##### THE DATA #####

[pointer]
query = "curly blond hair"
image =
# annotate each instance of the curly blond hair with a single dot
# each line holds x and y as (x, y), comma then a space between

#####
##### THE DATA #####

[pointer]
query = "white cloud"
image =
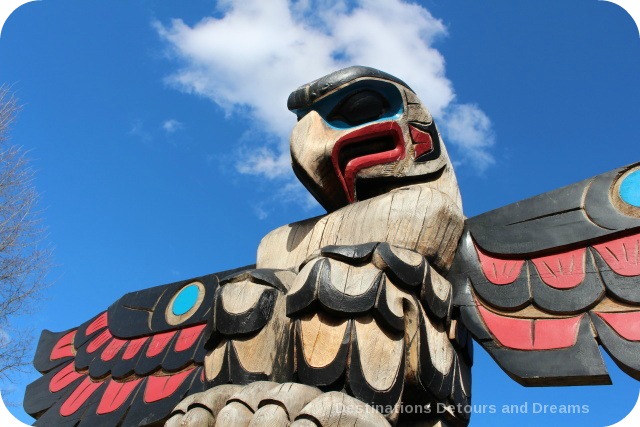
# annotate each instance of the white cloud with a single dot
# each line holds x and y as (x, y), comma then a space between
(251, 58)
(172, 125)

#####
##### THE DATA #####

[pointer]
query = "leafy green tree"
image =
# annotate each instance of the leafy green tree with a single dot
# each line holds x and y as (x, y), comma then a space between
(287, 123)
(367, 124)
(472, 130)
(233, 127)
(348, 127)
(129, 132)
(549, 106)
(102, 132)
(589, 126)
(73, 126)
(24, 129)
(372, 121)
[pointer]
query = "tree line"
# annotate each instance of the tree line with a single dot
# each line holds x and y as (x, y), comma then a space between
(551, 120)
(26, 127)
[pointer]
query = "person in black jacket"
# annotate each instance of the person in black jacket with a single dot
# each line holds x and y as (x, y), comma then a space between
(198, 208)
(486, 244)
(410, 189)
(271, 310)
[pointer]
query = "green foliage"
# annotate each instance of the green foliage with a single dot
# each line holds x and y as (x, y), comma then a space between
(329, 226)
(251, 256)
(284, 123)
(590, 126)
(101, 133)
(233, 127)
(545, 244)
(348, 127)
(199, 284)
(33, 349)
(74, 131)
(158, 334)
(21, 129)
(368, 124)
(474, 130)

#####

Count the lines above that contain the word "annotate", and reply with the number alone.

6